YOUR TASK:
Among the entries, which lines carry the string "street"? Copy every one.

Collection entries:
=====
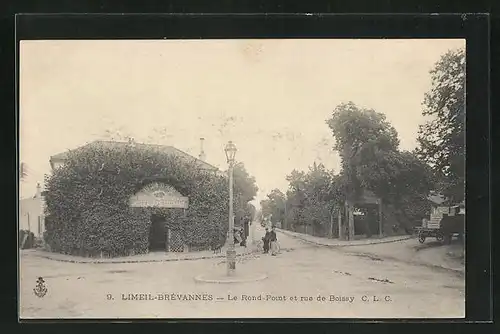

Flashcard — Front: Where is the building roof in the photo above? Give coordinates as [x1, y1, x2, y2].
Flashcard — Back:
[50, 140, 218, 171]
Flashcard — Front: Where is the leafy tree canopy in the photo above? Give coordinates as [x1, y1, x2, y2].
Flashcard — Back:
[326, 101, 400, 159]
[260, 188, 286, 223]
[230, 162, 259, 221]
[326, 102, 401, 200]
[261, 163, 343, 232]
[416, 48, 465, 203]
[326, 101, 434, 204]
[324, 101, 434, 227]
[232, 162, 259, 204]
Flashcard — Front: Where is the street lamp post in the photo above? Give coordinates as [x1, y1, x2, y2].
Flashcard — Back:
[224, 141, 237, 276]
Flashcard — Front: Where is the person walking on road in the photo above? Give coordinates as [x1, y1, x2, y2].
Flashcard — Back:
[269, 226, 278, 256]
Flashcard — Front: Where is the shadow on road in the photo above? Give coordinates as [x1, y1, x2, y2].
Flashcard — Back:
[413, 240, 444, 251]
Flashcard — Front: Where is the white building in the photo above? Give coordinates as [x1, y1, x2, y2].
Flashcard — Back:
[19, 183, 45, 238]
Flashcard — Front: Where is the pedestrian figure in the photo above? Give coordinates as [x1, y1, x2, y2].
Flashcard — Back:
[239, 227, 247, 247]
[270, 226, 278, 256]
[243, 216, 250, 245]
[263, 227, 271, 253]
[234, 228, 242, 246]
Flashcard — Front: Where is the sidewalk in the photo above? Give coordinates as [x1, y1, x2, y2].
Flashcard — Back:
[24, 244, 254, 264]
[276, 228, 412, 247]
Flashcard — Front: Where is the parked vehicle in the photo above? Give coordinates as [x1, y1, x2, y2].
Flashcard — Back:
[414, 203, 465, 244]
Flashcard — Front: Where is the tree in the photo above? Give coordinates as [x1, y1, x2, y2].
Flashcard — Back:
[326, 102, 401, 238]
[281, 163, 342, 235]
[416, 48, 465, 203]
[326, 102, 400, 201]
[326, 102, 434, 235]
[260, 188, 286, 224]
[232, 163, 258, 203]
[355, 149, 433, 203]
[260, 199, 271, 217]
[357, 149, 434, 224]
[285, 170, 307, 229]
[301, 163, 335, 235]
[231, 162, 259, 223]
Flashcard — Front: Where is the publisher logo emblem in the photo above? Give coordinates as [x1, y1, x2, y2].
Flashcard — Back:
[33, 277, 48, 298]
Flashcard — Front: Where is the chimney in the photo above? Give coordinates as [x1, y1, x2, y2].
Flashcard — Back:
[36, 182, 41, 198]
[199, 138, 206, 161]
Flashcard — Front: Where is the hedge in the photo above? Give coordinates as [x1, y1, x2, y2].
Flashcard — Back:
[44, 142, 229, 257]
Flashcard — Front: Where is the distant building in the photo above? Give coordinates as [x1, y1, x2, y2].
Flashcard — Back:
[19, 183, 45, 238]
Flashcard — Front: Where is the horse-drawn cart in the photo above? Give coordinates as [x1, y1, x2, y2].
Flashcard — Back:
[414, 226, 444, 243]
[415, 203, 464, 244]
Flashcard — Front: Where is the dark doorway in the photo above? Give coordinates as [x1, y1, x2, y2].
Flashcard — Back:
[353, 214, 366, 236]
[353, 204, 380, 237]
[148, 214, 167, 252]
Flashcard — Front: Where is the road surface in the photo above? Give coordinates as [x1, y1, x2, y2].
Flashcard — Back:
[20, 224, 465, 319]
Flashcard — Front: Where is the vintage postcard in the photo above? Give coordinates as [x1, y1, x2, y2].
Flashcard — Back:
[19, 38, 466, 319]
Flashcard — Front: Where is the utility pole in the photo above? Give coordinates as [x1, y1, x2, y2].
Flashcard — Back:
[344, 142, 356, 241]
[378, 198, 383, 237]
[338, 208, 343, 240]
[284, 198, 287, 230]
[329, 205, 335, 238]
[348, 201, 355, 240]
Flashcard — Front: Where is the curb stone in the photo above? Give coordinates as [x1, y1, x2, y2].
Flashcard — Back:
[277, 229, 412, 247]
[28, 248, 256, 264]
[194, 272, 268, 284]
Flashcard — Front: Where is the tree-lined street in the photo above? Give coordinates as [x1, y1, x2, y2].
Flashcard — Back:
[20, 39, 468, 320]
[20, 223, 464, 319]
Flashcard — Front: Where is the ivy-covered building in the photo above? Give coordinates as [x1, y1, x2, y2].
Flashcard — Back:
[49, 139, 218, 173]
[43, 139, 229, 257]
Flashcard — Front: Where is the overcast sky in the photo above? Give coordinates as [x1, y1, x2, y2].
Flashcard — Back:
[19, 39, 465, 204]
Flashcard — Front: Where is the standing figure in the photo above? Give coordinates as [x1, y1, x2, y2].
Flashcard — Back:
[239, 227, 247, 247]
[263, 227, 271, 254]
[234, 227, 242, 246]
[243, 216, 250, 243]
[269, 226, 278, 256]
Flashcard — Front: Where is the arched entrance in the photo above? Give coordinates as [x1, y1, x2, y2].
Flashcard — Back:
[148, 214, 167, 252]
[129, 182, 189, 252]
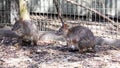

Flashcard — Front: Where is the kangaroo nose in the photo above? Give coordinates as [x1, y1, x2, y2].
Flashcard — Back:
[11, 28, 14, 30]
[11, 27, 14, 30]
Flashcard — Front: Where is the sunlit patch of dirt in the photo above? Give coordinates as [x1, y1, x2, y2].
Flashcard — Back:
[0, 37, 120, 68]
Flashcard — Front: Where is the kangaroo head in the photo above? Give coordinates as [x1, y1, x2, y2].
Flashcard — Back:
[12, 19, 25, 36]
[12, 18, 24, 30]
[56, 23, 70, 35]
[12, 20, 22, 31]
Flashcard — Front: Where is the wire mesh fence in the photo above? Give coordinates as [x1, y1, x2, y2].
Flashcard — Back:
[0, 0, 120, 39]
[0, 0, 10, 24]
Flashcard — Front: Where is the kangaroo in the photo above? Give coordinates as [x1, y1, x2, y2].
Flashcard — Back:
[12, 19, 39, 45]
[53, 0, 120, 53]
[56, 24, 96, 53]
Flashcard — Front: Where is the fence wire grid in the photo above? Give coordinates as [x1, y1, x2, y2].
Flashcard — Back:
[0, 0, 120, 39]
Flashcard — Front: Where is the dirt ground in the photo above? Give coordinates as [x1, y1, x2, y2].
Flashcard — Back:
[0, 17, 120, 68]
[0, 37, 120, 68]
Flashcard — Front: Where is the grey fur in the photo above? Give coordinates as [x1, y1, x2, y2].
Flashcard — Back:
[12, 20, 39, 45]
[95, 37, 120, 46]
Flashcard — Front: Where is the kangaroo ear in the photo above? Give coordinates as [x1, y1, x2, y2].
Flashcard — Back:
[15, 17, 23, 23]
[63, 24, 69, 29]
[15, 17, 19, 22]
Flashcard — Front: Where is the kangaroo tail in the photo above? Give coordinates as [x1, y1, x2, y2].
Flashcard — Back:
[95, 36, 120, 46]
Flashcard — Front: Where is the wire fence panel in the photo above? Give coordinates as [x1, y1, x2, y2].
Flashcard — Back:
[28, 0, 120, 39]
[0, 0, 120, 39]
[0, 0, 10, 24]
[0, 0, 19, 25]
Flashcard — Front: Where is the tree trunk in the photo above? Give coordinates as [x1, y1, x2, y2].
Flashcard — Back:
[19, 0, 30, 20]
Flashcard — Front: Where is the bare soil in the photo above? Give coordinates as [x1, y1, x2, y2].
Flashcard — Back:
[0, 16, 120, 68]
[0, 37, 120, 68]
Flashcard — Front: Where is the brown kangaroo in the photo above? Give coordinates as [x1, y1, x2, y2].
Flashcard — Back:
[57, 24, 96, 53]
[12, 19, 39, 45]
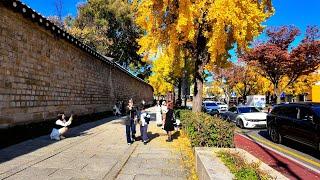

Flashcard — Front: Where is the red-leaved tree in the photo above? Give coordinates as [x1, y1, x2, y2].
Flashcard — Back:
[242, 26, 320, 103]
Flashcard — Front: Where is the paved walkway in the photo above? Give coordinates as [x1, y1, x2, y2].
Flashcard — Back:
[0, 107, 187, 180]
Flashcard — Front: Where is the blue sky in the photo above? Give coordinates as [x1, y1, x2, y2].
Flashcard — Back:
[22, 0, 319, 62]
[21, 0, 86, 17]
[21, 0, 319, 41]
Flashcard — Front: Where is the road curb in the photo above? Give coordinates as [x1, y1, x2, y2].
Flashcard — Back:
[237, 133, 320, 175]
[103, 143, 138, 180]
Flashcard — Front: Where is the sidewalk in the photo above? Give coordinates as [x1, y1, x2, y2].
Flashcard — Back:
=====
RESULT OF THIS EXERCISE:
Flashcard — Front: Where is the street lamp post in the photo above? Give coordinates as [x1, y1, x2, y2].
Flashcard — Front: Where is the tree-lined street in the photo above? Give coordinates as [x1, y1, x2, y2].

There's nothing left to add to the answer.